Image location labeling entries
╭──

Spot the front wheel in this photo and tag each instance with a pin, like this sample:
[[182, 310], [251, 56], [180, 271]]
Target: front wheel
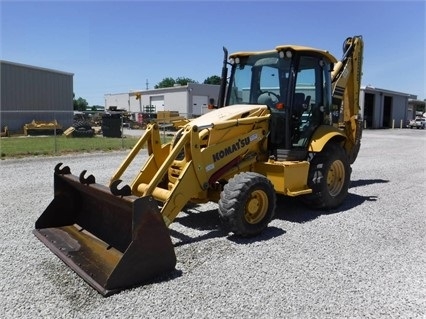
[[247, 204], [329, 176]]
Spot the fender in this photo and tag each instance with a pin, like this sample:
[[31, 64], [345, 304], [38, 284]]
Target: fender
[[322, 135]]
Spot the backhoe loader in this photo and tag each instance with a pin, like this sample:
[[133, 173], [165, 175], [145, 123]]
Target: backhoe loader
[[286, 121]]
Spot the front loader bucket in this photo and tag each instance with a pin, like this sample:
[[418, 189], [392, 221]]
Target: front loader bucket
[[112, 242]]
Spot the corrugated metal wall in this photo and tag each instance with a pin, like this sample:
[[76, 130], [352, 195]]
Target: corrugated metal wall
[[31, 93]]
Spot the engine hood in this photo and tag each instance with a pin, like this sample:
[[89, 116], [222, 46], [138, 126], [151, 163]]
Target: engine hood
[[231, 112]]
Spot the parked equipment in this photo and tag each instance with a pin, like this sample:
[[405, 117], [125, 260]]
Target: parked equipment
[[287, 122]]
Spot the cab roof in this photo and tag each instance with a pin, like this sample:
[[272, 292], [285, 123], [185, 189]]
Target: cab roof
[[298, 48]]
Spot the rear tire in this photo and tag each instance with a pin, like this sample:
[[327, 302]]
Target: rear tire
[[247, 204], [329, 176]]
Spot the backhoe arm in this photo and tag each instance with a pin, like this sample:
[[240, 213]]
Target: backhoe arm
[[346, 79]]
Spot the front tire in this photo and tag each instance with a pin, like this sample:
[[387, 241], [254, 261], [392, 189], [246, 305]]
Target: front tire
[[247, 204], [329, 176]]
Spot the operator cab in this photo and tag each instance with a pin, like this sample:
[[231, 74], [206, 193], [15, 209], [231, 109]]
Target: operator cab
[[295, 84]]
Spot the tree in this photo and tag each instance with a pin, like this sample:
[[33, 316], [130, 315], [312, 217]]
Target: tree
[[80, 104], [214, 79]]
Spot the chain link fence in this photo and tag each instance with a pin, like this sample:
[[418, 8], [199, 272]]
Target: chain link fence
[[57, 132]]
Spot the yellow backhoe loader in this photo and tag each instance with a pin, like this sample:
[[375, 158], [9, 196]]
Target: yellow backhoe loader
[[286, 122]]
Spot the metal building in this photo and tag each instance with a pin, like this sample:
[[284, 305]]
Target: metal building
[[189, 100], [33, 93], [385, 109]]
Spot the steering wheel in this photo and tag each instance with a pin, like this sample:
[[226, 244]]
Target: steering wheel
[[268, 98], [269, 93]]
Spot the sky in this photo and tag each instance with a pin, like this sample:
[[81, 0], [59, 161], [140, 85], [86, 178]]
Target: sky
[[121, 46]]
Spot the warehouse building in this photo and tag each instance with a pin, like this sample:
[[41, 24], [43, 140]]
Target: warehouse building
[[382, 108], [190, 100], [32, 93]]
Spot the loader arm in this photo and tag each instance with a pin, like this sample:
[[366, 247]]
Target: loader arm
[[346, 79], [196, 160]]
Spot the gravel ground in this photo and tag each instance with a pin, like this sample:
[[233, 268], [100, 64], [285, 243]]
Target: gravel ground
[[364, 260]]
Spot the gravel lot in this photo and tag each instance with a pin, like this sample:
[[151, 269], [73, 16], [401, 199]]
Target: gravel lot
[[366, 259]]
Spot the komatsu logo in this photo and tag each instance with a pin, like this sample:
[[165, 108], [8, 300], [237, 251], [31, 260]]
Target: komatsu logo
[[234, 147]]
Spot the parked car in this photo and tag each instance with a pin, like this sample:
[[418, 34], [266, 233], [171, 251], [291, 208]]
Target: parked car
[[419, 122]]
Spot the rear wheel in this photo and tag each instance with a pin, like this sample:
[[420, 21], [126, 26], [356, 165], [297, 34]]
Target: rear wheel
[[247, 204], [329, 176]]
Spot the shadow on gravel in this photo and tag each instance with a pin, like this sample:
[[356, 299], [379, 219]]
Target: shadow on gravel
[[205, 221], [293, 210], [364, 182], [209, 221], [288, 208], [269, 233]]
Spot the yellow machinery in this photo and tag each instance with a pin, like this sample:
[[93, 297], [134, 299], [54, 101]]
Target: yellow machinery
[[286, 121]]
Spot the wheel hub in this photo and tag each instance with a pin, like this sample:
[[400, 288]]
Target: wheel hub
[[256, 207], [336, 178]]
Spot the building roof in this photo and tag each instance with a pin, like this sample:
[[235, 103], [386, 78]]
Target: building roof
[[34, 67]]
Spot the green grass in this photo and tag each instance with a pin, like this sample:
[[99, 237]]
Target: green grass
[[24, 146]]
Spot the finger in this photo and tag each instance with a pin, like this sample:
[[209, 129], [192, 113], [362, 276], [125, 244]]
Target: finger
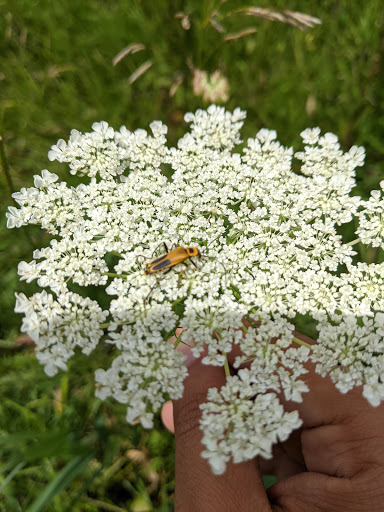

╰──

* [Exercise brief]:
Can you copy the material word for word, beginning at the line that contains "Spot the backhoe arm" and stopping after the line that contains "[[295, 84]]"?

* [Written solution]:
Spot the backhoe arm in this photo and tag each instance with a pin, like this sample:
[[240, 213]]
Target: backhoe arm
[[346, 79]]
Spot the front tire in this photo and tag each instance with a pin, like this sample:
[[387, 241], [254, 261], [392, 189], [246, 305]]
Target: front tire
[[247, 204], [329, 176]]
Spot the operator cab in this photo and tag each instance with a pin, like this sample:
[[231, 74], [206, 193], [15, 209], [231, 109]]
Target: operator cab
[[295, 84]]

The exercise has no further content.